- **Source document**
First, the mag follower. Sig has redesigned it about twice now. Check with CS, they will give you the latest mags in exchange for the ones you have.

Second, the extractor. Yes, my pistol also had extractor issues, as in it wouldn't extract reliably brand new. After one trip to the factory, it was sent to me RIPPING spent casings. Yes, my spent brass had giant tears down the side. And they weren't even extracting properly, jamming every couple of rounds with incomplete extraction. I sent it back again and when it came back I just sold it.

Third, there is something going on with the recoil spring and guide rod on these pistols. My 238 had a catastrophic failure similar to yours, except it also jumped over the guide rod. I sent it back and they deburred and installed a new spring and "tuned" my extractor to give me the problem stated above. I wanted a new gun but they refused. Gun came back to me and developed the SAME recoil spring issue along with the extraction issues. Even though I'm pretty sure the manual does (or did not) state that the recoil spring must be installed in one direction, I knew enough about pistols to know that this was the case. I would not trust these pistols in a self defense situation.
 
I have not even the smallest iota of gunsmithing knowledge, but I'd reiterate the point above that the recoil spring is installed backwards. I recall an earlier thread in which a P238 problem was reported and this was the problem.
 
Savagesig's post prompted me to retrieve the instruction manual to my Sig P238. I have heard enough about the necessity of putting the P 238's recoil spring on correctly that I felt sure the manual would state that to be the case.
To my surprise, it did not.
Which is very odd. To be sure, it didn't say anything about removing the spring from the guide rod, but since there is no real attachment (other than it is held captive by the rod and it's position in the gun when assembled) between the rod & spring, it would appear to me that the writers did not plan the manual appropriatly. The spring is clearly larger on one side than the other, and there certainly must be a reason for this, as other semi autos I possess have normal tubular springs, not conical shaped ones.

(Dataset items)
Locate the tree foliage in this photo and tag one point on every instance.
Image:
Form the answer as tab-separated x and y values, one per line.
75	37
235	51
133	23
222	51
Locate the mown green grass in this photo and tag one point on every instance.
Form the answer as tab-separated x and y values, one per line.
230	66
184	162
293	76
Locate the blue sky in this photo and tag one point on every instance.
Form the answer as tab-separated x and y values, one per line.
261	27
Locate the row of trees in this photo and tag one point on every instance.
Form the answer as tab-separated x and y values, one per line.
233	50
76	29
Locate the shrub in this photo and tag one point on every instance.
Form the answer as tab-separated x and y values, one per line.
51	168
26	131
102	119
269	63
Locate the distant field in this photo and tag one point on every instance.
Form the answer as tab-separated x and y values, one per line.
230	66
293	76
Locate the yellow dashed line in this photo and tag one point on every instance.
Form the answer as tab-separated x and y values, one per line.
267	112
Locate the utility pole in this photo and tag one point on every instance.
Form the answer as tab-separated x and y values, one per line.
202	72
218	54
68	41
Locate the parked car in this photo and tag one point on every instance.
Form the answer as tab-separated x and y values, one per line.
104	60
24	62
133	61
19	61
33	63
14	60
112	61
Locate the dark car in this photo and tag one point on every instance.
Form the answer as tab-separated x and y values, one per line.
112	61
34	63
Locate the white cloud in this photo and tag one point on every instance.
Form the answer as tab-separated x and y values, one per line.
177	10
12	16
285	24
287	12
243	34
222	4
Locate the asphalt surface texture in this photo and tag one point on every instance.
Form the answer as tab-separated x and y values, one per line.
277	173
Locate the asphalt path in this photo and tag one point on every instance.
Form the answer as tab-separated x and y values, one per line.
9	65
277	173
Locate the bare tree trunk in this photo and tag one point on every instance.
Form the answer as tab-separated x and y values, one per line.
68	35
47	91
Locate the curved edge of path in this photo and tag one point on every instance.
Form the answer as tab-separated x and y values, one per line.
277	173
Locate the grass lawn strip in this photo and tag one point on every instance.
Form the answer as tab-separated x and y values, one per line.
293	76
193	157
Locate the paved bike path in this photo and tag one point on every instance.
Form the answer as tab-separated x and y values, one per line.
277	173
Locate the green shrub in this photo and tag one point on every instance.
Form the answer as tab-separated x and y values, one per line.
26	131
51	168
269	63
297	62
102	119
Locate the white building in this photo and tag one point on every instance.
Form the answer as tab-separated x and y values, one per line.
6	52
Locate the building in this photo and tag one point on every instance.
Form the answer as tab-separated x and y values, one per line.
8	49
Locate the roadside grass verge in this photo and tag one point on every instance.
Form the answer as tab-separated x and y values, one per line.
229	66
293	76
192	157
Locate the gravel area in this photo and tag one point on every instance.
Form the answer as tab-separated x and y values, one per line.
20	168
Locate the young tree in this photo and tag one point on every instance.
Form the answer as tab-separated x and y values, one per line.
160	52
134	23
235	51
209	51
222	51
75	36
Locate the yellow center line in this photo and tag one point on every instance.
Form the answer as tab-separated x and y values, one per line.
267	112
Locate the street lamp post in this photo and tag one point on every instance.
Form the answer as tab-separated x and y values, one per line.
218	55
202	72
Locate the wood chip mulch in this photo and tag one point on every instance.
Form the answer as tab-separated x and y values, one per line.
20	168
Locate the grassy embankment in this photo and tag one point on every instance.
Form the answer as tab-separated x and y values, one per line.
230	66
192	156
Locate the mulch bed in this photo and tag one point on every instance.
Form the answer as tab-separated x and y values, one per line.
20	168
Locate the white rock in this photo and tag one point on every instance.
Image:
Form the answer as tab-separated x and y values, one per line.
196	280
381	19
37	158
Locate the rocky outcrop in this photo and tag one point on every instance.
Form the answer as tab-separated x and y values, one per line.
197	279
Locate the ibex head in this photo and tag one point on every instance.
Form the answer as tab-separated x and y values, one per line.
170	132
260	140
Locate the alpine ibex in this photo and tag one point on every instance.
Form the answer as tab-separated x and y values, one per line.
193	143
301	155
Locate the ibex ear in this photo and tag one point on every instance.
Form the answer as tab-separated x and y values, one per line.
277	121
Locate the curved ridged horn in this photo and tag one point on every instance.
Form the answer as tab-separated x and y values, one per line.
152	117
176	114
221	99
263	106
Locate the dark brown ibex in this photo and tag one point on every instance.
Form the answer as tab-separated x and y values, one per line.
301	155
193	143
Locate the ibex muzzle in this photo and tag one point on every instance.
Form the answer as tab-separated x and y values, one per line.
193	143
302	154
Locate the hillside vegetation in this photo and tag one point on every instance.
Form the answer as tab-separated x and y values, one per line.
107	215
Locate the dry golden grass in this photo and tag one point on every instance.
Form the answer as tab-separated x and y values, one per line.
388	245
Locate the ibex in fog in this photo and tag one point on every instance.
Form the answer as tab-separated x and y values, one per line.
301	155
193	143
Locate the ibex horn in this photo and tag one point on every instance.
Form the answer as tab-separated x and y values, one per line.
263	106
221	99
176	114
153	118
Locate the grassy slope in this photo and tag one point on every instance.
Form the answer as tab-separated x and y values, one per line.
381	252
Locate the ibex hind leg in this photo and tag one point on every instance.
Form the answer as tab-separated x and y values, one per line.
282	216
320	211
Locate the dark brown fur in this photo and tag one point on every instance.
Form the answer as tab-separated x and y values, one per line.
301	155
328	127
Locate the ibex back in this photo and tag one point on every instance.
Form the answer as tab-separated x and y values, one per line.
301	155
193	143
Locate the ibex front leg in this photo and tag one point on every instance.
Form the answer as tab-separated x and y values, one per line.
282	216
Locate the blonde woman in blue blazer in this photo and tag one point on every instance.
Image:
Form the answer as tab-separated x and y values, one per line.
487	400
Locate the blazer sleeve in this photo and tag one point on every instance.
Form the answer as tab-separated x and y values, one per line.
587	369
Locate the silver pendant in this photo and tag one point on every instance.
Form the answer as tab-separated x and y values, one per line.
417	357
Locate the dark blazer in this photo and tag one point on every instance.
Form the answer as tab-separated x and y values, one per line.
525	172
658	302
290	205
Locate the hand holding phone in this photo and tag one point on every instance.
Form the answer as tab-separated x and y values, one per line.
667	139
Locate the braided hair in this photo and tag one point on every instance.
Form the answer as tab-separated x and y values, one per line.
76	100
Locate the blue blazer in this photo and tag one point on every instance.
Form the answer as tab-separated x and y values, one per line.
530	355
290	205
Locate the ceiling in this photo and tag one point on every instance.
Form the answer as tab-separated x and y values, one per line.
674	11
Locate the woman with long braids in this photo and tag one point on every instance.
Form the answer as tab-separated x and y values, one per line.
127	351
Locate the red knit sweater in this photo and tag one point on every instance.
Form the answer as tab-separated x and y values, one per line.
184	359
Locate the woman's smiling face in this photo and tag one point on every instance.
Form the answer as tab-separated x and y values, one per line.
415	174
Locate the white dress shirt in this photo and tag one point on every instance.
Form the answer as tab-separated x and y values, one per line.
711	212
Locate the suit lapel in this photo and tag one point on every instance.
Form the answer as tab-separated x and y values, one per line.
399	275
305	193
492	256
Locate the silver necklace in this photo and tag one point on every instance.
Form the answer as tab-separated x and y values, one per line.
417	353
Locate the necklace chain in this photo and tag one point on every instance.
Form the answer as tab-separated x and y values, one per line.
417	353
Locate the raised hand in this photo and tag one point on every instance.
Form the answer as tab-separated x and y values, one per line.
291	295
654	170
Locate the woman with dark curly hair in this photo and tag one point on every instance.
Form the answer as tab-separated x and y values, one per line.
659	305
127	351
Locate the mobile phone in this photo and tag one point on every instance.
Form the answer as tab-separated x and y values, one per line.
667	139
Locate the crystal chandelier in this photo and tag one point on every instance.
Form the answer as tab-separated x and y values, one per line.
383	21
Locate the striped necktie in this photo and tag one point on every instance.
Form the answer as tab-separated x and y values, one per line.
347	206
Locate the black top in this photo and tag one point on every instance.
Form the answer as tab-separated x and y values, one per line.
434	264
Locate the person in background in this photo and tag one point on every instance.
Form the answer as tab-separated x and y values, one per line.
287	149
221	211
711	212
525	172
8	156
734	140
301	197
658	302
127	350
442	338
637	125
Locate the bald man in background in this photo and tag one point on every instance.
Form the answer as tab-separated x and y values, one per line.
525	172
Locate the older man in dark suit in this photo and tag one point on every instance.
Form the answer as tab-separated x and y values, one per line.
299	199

- **Task instructions**
In the Sig P238 discussion above, how does the P238's recoil spring differ from the springs in the writer's other semi-autos?

- **Task output**
It is conical, clearly larger on one side than the other, while the others have normal tubular springs.